** START DATASET RECORDS **

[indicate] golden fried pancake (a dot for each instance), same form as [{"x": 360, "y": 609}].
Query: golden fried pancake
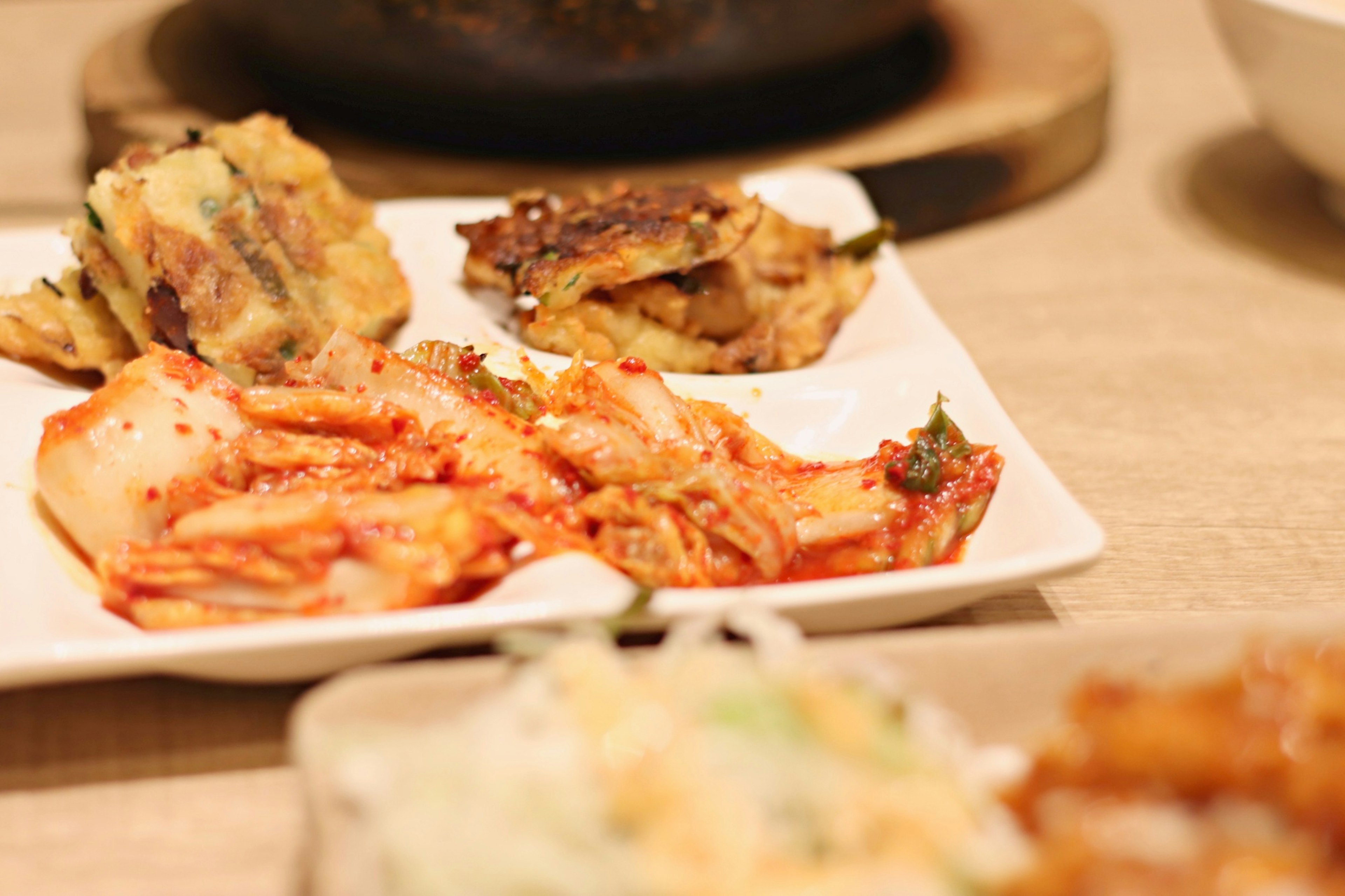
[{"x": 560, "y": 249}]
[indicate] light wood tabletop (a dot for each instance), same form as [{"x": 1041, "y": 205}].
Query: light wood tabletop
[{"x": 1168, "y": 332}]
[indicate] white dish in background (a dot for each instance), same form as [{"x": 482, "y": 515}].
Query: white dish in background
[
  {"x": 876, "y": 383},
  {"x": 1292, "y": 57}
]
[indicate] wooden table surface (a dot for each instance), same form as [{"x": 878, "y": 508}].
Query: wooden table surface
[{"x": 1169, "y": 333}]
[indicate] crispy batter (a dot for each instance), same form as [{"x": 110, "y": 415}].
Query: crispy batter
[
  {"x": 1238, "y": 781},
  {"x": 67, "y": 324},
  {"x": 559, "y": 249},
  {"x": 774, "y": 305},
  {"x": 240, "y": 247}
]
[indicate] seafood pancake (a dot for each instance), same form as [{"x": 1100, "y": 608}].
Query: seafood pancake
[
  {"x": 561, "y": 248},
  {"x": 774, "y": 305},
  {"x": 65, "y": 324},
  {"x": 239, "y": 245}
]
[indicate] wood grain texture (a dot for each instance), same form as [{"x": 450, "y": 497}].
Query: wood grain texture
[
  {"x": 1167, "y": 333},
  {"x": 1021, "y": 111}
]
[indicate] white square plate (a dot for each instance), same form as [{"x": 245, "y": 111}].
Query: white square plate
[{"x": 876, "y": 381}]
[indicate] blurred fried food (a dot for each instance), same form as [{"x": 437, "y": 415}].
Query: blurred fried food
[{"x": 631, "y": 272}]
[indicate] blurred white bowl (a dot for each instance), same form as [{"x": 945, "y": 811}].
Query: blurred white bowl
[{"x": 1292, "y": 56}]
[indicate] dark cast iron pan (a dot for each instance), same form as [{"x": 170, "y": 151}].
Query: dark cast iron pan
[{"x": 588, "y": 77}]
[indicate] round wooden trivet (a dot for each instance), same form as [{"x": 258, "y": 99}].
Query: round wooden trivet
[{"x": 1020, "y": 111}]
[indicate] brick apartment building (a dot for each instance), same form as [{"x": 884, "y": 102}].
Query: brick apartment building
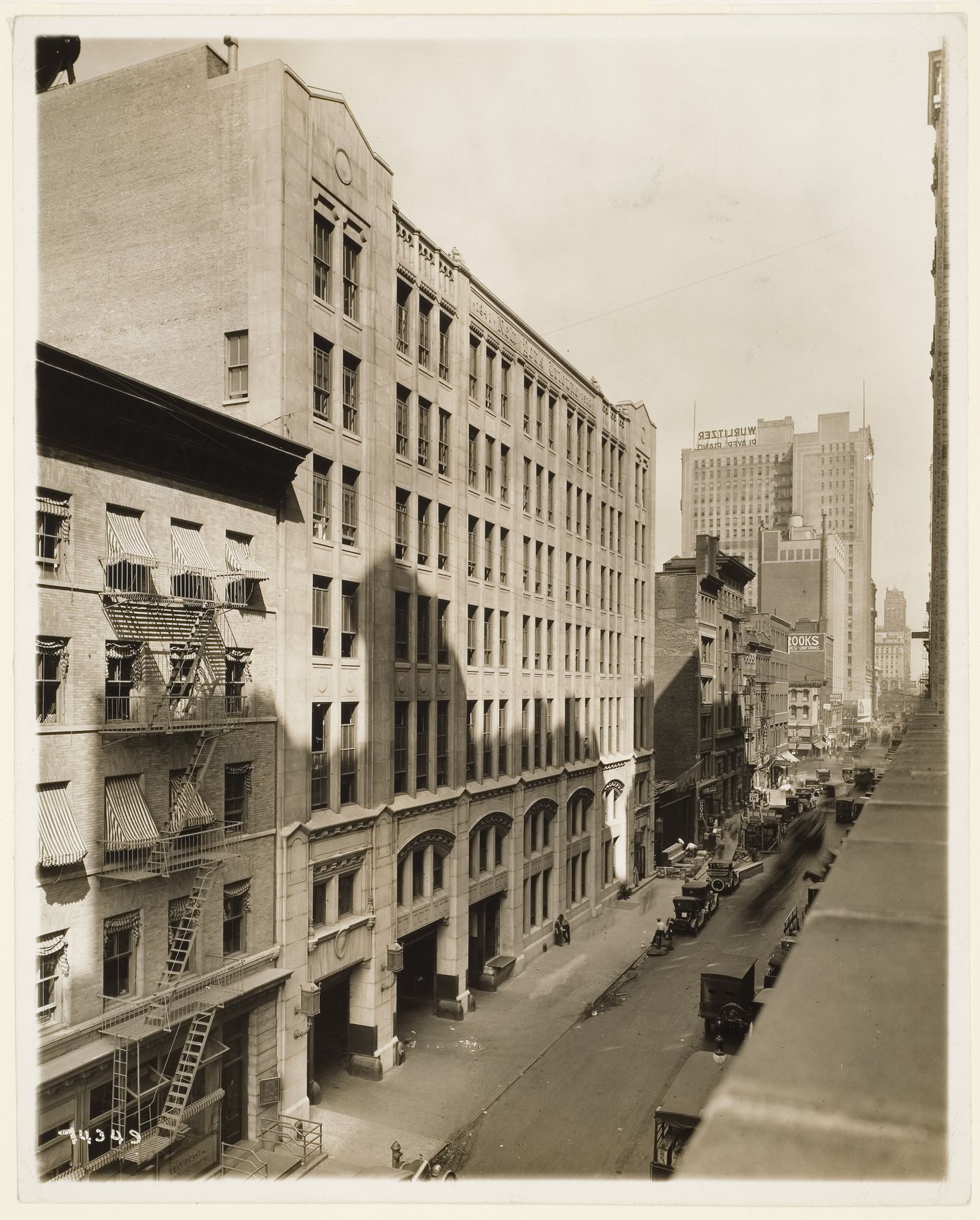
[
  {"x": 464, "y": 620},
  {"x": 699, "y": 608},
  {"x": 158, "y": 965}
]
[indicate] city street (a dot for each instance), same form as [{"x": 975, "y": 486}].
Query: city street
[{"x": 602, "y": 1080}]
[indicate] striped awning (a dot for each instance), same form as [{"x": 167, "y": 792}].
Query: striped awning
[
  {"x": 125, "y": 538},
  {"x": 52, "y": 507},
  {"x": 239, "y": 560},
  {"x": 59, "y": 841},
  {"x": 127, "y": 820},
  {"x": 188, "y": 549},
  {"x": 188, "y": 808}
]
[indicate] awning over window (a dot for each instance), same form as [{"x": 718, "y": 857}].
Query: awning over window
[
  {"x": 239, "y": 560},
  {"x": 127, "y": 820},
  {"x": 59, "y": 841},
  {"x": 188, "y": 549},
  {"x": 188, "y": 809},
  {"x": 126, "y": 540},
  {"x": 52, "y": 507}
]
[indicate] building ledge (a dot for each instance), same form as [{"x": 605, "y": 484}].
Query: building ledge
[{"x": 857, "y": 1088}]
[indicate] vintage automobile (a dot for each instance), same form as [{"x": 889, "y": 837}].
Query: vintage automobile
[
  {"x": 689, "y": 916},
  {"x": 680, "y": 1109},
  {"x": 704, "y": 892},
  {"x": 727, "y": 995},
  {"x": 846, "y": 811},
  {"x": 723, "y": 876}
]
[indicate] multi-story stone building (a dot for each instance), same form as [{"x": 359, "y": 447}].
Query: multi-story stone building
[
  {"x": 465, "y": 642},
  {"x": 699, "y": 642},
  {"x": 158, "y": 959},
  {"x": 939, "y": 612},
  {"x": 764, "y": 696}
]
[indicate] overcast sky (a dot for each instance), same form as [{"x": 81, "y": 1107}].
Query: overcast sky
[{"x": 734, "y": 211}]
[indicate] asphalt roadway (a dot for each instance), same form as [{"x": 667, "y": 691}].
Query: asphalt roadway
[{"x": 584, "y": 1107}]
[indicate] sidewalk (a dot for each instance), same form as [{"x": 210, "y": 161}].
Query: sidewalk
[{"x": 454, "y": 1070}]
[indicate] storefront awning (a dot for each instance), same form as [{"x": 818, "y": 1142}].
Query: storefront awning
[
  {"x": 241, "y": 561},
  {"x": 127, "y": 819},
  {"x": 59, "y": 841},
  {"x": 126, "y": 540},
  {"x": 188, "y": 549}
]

** END DATASET RECORDS **

WHAT IS BEING ASKED:
Omit each picture, then return all of the listing exactly as it stands.

SOLVED EXERCISE:
[indicate] golden fried pancake (a dot for each instance), same form as [{"x": 360, "y": 609}].
Query: golden fried pancake
[{"x": 560, "y": 249}]
[indicate] light wood tabletop (a dot for each instance), same form as [{"x": 1041, "y": 205}].
Query: light wood tabletop
[{"x": 1168, "y": 332}]
[indicate] white dish in background (a dot for each instance), same form as [{"x": 482, "y": 515}].
Query: white dish in background
[
  {"x": 876, "y": 383},
  {"x": 1292, "y": 57}
]
[indicate] wooden table surface (a dot for each instance), same form as [{"x": 878, "y": 508}].
Query: wooden table surface
[{"x": 1169, "y": 333}]
[indicate] crispy batter (a dot for each instance), same form as [{"x": 110, "y": 415}].
Query: crispy batter
[
  {"x": 1238, "y": 781},
  {"x": 67, "y": 324},
  {"x": 559, "y": 249},
  {"x": 774, "y": 305},
  {"x": 240, "y": 247}
]
[indicate] seafood pancake (a dot for each instance), same form as [{"x": 1100, "y": 608}].
Query: seafood pancake
[
  {"x": 561, "y": 248},
  {"x": 774, "y": 305},
  {"x": 65, "y": 324},
  {"x": 239, "y": 245}
]
[indicate] wood grain texture (a dot for each instance), same form as [{"x": 450, "y": 497}].
Query: wood grain texture
[
  {"x": 1167, "y": 333},
  {"x": 1021, "y": 111}
]
[indicate] white square plate (a dot for each instance), same form as [{"x": 245, "y": 111}].
Query: white square plate
[{"x": 876, "y": 381}]
[indicate] blurred fried food (a dot for each instance), same form as [{"x": 437, "y": 415}].
Query: blurred fried food
[{"x": 631, "y": 272}]
[indicate] blurred white bowl (a dot for each instance), same form as [{"x": 945, "y": 811}].
Query: blurred white bowl
[{"x": 1292, "y": 56}]
[indicate] dark cast iron pan (a dot for each instance), same form as [{"x": 170, "y": 151}].
Query: dark cast iron pan
[{"x": 588, "y": 77}]
[indicate] round wooden trivet (a dot for each instance), same form as [{"x": 258, "y": 99}].
Query: round wooden trivet
[{"x": 1020, "y": 111}]
[indicate] brick apartment building (a dot for each instance), same form as [{"x": 884, "y": 102}].
Query: brick apartment building
[
  {"x": 464, "y": 620},
  {"x": 699, "y": 608},
  {"x": 158, "y": 965}
]
[indicate] city street (a dot for each instance), same form as [{"x": 975, "y": 486}].
Query: city street
[{"x": 602, "y": 1080}]
[indicate] striped awning (a dot for each instance), same form as [{"x": 167, "y": 792}].
Query: striped awning
[
  {"x": 125, "y": 538},
  {"x": 52, "y": 507},
  {"x": 239, "y": 560},
  {"x": 59, "y": 841},
  {"x": 127, "y": 820},
  {"x": 188, "y": 549},
  {"x": 188, "y": 808}
]
[indicate] awning over window (a dot for each instance), same form as [{"x": 718, "y": 857}].
Query: awning over window
[
  {"x": 239, "y": 560},
  {"x": 127, "y": 820},
  {"x": 59, "y": 841},
  {"x": 188, "y": 549},
  {"x": 188, "y": 809},
  {"x": 126, "y": 540},
  {"x": 52, "y": 507}
]
[indicate] building ledge (a dot for each instance), same form as [{"x": 605, "y": 484}].
Query: building ledge
[{"x": 857, "y": 1088}]
[indicate] vintage automobile (a dot for each instance), same form as [{"x": 889, "y": 837}].
Query: vintage automobile
[
  {"x": 689, "y": 916},
  {"x": 680, "y": 1109},
  {"x": 704, "y": 892},
  {"x": 727, "y": 995},
  {"x": 846, "y": 811},
  {"x": 723, "y": 876}
]
[indicate] multi-story stone building (a dot for each instance), same form as [{"x": 359, "y": 447}].
Query: multi-story stone building
[
  {"x": 465, "y": 642},
  {"x": 699, "y": 642},
  {"x": 158, "y": 959},
  {"x": 939, "y": 612},
  {"x": 764, "y": 696}
]
[indicate] overcast sky (a dot for each instance), same form as [{"x": 81, "y": 1107}].
Query: overcast sky
[{"x": 734, "y": 211}]
[indicate] asphalt roadway (a dot for each instance), same form as [{"x": 667, "y": 691}].
Query: asphalt roadway
[{"x": 584, "y": 1107}]
[indicate] sidewalk (a dot for each instance), same form as [{"x": 210, "y": 161}].
Query: sidewalk
[{"x": 454, "y": 1070}]
[indicate] storefront awning (a dot for each instance), same form as [{"x": 818, "y": 1142}].
Query: storefront awning
[
  {"x": 241, "y": 561},
  {"x": 127, "y": 819},
  {"x": 59, "y": 841},
  {"x": 126, "y": 540},
  {"x": 188, "y": 549}
]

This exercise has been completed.